_Exercise A_
From the passage on salinization of groundwater recharge, list every chemical symbol or formula for a dissolved ion that it names.
_Exercise B_
Carry on the passage on salinization of groundwater recharge, starting after its final sentence.

Historically, salinisation from land waterlogging has been the focus of major programmes of applied research and is well documented in the agricultural literature, but should not be confused with the mechanism of salinisation of groundwater recharge described here.

Analysis of the recharge salinisation process

Rain water has very low total dissolved solids (TDS) and slightly acidic pH—with Cl and Na generally in the range 10–20 mg/L (although higher in coastal zones due to aerosol effects). On coming into contact with the land surface, rainfall acquires Ca and HCO3, and commonly reaches 200–500 mgTDS/L in natural aquifer recharge. On permeable uncultivated land, the vadose-zone Cl profile can be used to estimate historic rates of groundwater recharge (Edmunds and Tyler 2002), and seasonal differences in soil-water Cl content allows calculation of actual evaporation (Bouhlassa et al. 2016).

_Information shown_
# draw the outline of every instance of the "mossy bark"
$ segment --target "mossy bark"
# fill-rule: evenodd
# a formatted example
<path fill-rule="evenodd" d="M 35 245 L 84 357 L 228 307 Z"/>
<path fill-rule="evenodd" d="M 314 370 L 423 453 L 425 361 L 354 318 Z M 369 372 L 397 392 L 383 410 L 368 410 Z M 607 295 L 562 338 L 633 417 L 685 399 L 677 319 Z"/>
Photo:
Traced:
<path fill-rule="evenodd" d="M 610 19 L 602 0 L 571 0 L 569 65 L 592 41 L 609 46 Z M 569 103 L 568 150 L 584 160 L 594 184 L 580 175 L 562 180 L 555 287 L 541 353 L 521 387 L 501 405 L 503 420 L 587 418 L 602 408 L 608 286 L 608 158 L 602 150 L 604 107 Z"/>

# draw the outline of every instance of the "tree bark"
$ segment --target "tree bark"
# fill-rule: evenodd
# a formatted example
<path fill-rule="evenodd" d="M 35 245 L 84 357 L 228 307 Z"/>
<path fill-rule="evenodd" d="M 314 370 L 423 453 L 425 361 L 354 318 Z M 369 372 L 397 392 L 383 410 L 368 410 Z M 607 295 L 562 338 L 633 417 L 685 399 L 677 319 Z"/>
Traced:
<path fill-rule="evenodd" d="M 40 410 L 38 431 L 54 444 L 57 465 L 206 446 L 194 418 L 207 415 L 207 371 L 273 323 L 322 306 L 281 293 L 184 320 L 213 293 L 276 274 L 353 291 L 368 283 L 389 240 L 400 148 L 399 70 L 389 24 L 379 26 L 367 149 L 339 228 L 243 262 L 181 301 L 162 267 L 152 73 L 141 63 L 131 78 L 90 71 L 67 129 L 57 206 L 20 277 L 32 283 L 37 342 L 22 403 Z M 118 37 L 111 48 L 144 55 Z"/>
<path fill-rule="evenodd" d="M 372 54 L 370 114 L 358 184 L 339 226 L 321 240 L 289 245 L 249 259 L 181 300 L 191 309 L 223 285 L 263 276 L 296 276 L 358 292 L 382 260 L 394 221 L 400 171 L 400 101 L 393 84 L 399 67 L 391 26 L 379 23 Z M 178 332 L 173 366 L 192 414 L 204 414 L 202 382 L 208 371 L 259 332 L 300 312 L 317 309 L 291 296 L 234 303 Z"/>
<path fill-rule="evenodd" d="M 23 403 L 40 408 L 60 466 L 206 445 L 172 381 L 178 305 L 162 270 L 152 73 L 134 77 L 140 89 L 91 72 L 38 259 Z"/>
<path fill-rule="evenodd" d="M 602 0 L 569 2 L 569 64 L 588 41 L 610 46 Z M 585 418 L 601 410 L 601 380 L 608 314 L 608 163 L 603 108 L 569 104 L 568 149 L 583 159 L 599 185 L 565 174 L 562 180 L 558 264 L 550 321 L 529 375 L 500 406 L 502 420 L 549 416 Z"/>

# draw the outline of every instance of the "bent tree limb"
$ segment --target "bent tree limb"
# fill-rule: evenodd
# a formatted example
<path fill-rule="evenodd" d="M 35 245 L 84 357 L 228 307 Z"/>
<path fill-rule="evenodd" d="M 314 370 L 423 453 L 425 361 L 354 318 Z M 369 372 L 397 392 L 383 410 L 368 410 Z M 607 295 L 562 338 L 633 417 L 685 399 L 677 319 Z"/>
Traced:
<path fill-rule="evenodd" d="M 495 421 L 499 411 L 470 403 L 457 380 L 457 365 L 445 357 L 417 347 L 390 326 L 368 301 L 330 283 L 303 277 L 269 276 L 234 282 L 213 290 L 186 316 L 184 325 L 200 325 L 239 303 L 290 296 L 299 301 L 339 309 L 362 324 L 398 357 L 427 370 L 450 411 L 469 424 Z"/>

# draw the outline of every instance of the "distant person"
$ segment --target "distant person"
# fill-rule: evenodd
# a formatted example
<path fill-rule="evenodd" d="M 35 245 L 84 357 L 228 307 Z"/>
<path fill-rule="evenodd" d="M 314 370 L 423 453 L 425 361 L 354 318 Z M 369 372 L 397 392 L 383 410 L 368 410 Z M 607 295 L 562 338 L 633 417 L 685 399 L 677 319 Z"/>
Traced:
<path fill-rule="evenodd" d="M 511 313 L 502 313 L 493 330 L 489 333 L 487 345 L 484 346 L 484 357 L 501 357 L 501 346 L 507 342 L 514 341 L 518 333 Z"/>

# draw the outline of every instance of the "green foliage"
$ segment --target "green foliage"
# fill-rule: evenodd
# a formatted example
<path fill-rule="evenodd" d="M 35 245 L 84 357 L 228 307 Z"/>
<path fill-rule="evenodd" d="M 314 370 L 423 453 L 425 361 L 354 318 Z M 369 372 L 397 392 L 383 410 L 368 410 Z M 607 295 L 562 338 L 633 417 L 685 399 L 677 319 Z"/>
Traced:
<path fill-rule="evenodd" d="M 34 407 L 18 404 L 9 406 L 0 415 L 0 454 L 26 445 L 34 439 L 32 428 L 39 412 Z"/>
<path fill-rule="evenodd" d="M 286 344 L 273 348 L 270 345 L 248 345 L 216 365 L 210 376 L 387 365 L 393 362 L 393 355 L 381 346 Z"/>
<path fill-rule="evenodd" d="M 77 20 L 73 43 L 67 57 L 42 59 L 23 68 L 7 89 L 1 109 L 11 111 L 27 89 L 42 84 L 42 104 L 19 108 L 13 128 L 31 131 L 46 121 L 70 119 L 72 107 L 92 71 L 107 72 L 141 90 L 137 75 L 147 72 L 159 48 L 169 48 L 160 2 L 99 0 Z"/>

_Task result A_
Cl, Na, Ca, HCO3

_Task result B_
However, where irrigation techniques are practiced on permeable soils, they exert a major influence on groundwater quality. The dissolved salts in irrigation water are concentrated by evapotranspiration in soil solution and subsequently leached to groundwater. In many cases, while irrigation water is of the CaHCO3 type, irrigation-return water is of the ‘NaCl type’. In this report, the process has been evaluated using a soil salt-balance approach, and the relative annual salt concentration factor (CF) for groundwater irrigation estimated on this basis. Figure 2 provides an indication of how this factor varies with (so-called) irrigation water-use efficiency (ɑ), crop type and climatic regime, which determine effective rainfall (ER) and the irrigation lamina.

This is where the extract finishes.